◆ **Passage**

══════════

In [None]:
import numpy as np
import tensorflow_datasets as tfds
import tensorflow as tf
import matplotlib.pyplot as plt
import keras
from keras import layers
from keras.applications import EfficientNetB0
from tensorflow.keras.models import Sequential
import glob

## Preprocessing
Based on visual inspection of the dataset, there are some duplicate images found. Use hash to encode images and find duplicates. Create deduplicated dataset, by selecting only the first image of identified duplicates and moving it to a new directory.

In [None]:
image_paths = glob.glob('../data/train_data/**/*.jpeg', recursive = True)
print('Number of images found:', len(image_paths))

In [None]:
import hashlib

hash_img_map = {}
for image_path in image_paths:
    with open(image_path, "rb") as f:
        img_hash = hashlib.sha256(f.read()).hexdigest()
        hash_img_map[img_hash] = hash_img_map.get(img_hash, []) + [image_path]
hash_img_map

In [None]:
# Check samples of duplicated images (display up to 3 images)
from PIL import Image

check_hash = '7cd910ccf43da503a9dc10a12bdd699f5ef7601aedf8534006e54a6efe01d41d'
for i, image in enumerate(hash_img_map[check_hash]):
    with Image.open(image) as im:
        display(im)
    if i >= 2:
        break


In [None]:
# check if there are duplicates between different classes, by comparing paths in image names
import os 

for file, img_paths in hash_img_map.items():
    same_img_paths = []
    for img_path in img_paths:
        same_img_paths.append('/'.join(img_path.split('/')[:4]))
    if len(set(same_img_paths)) > 1:
        print('----------')
        print(img_paths)
        print(set(same_img_paths))

══════════

◆ **Information provided**
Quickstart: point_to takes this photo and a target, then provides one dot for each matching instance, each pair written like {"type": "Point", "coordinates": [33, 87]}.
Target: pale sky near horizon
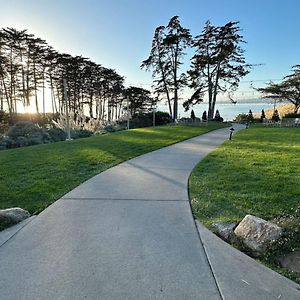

══════════

◆ **Problems to work on**
1. According to the image deduplication notebook, which image from each group of duplicates goes into the new dataset?
2. Take the image deduplication notebook further, starting after its last cell.
The listing plays no part here.

◆ **Final answers**
1. Only the first image of each identified group of duplicates is selected and moved to a new directory.

2.
# No duplicates found between different classes

In [None]:
# dedup (take the first file) and move to a new folder
import shutil

for file, img_paths in hash_img_map.items():
    src = img_paths[0]
    dst = img_paths[0].replace('train_data', 'train_data_dedup')
    os.makedirs(os.path.split(dst)[0], exist_ok=True)
    shutil.copyfile(src, dst)



## Train model

In [None]:
import keras
img_shape = (256, 256, 3)

train_ds, val_ds = keras.utils.image_dataset_from_directory(
    directory='../data/train_data_dedup',
    labels='inferred',
    label_mode='categorical',
    batch_size=8,
    image_size=(img_shape[0], img_shape[1]),
    shuffle=True,
    validation_split=0.2,
    seed=235,
    subset="both",)

num_classes = len(train_ds.class_names)
others_class_id = train_ds.class_names.index('others')

In [None]:
# Display some of the images with labels
for image, label in train_ds.take(1):
    for i in range(image.shape[0]):
        ax = plt.subplot(2, 4, i+1)
        plt.imshow(image[i].numpy().astype("uint8"))
        plt.title("{}".format(train_ds.class_names[np.argmax(label[i])]))
        plt.axis("off")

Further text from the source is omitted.